WHAT YOU ARE ASKED TO DO >> Convert the lines below into a Markdown table with two columns, Row and Line, numbering each row and omitting blank lines.

RECORDS FOR PROCESSING >>

--- start ---

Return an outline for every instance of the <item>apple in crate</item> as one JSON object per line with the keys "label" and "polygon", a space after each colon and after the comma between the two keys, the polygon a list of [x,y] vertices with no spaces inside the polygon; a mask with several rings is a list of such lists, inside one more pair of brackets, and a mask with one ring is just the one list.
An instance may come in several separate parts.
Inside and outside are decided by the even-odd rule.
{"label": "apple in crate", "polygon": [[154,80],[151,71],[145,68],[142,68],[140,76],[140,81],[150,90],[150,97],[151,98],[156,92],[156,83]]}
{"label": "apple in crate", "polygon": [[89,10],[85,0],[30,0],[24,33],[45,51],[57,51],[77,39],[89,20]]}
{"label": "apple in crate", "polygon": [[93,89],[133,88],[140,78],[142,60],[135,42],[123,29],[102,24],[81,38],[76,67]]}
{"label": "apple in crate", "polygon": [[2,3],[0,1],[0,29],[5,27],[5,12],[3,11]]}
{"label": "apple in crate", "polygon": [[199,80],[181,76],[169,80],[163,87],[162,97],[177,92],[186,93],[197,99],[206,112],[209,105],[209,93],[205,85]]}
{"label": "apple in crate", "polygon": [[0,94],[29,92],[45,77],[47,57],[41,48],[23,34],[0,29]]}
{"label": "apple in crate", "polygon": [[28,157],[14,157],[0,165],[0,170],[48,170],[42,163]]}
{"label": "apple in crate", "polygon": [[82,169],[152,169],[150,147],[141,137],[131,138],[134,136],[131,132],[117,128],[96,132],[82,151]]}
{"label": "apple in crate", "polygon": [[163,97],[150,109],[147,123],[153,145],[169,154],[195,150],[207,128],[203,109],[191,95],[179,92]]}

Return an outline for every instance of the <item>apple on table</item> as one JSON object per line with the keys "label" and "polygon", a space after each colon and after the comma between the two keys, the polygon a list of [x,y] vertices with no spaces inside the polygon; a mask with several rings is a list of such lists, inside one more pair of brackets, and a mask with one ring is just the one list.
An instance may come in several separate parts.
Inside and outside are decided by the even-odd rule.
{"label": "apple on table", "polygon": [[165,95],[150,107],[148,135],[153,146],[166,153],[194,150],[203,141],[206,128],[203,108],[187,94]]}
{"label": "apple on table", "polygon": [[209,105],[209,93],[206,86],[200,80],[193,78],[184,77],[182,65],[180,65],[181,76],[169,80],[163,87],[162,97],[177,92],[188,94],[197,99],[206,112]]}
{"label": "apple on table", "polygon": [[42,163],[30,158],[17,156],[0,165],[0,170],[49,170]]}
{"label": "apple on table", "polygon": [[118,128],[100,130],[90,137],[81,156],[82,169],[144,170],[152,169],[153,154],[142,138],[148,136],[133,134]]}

--- end ---

FULL SOLUTION >>
| Row | Line |
|---|---|
| 1 | Return an outline for every instance of the <item>apple in crate</item> as one JSON object per line with the keys "label" and "polygon", a space after each colon and after the comma between the two keys, the polygon a list of [x,y] vertices with no spaces inside the polygon; a mask with several rings is a list of such lists, inside one more pair of brackets, and a mask with one ring is just the one list. |
| 2 | An instance may come in several separate parts. |
| 3 | Inside and outside are decided by the even-odd rule. |
| 4 | {"label": "apple in crate", "polygon": [[154,80],[151,71],[145,68],[142,68],[140,76],[140,81],[150,90],[150,97],[151,98],[156,92],[156,83]]} |
| 5 | {"label": "apple in crate", "polygon": [[89,10],[85,0],[30,0],[24,33],[45,51],[57,51],[77,39],[89,20]]} |
| 6 | {"label": "apple in crate", "polygon": [[93,89],[133,88],[140,78],[142,60],[135,42],[123,29],[102,24],[81,38],[76,67]]} |
| 7 | {"label": "apple in crate", "polygon": [[2,3],[0,1],[0,29],[5,27],[5,12],[3,11]]} |
| 8 | {"label": "apple in crate", "polygon": [[199,80],[181,76],[169,80],[163,87],[162,97],[177,92],[186,93],[197,99],[206,112],[209,105],[209,93],[205,85]]} |
| 9 | {"label": "apple in crate", "polygon": [[0,94],[29,92],[45,77],[47,57],[41,48],[23,34],[0,29]]} |
| 10 | {"label": "apple in crate", "polygon": [[28,157],[14,157],[0,165],[0,170],[48,170],[42,163]]} |
| 11 | {"label": "apple in crate", "polygon": [[82,169],[152,169],[150,147],[141,137],[131,138],[134,136],[131,132],[117,128],[96,132],[82,151]]} |
| 12 | {"label": "apple in crate", "polygon": [[163,97],[150,109],[147,123],[153,145],[169,154],[195,150],[207,128],[203,109],[191,95],[179,92]]} |
| 13 | Return an outline for every instance of the <item>apple on table</item> as one JSON object per line with the keys "label" and "polygon", a space after each colon and after the comma between the two keys, the polygon a list of [x,y] vertices with no spaces inside the polygon; a mask with several rings is a list of such lists, inside one more pair of brackets, and a mask with one ring is just the one list. |
| 14 | An instance may come in several separate parts. |
| 15 | Inside and outside are decided by the even-odd rule. |
| 16 | {"label": "apple on table", "polygon": [[165,95],[150,107],[148,135],[153,146],[166,153],[194,150],[203,141],[206,128],[203,108],[187,94]]} |
| 17 | {"label": "apple on table", "polygon": [[209,105],[209,93],[206,86],[200,80],[193,78],[184,77],[182,65],[180,65],[181,76],[169,80],[163,87],[162,97],[177,92],[188,94],[197,99],[206,112]]} |
| 18 | {"label": "apple on table", "polygon": [[42,163],[30,158],[17,156],[0,165],[0,170],[49,170]]} |
| 19 | {"label": "apple on table", "polygon": [[118,128],[100,130],[90,137],[81,156],[82,169],[144,170],[152,169],[153,154],[142,138],[148,136],[133,134]]} |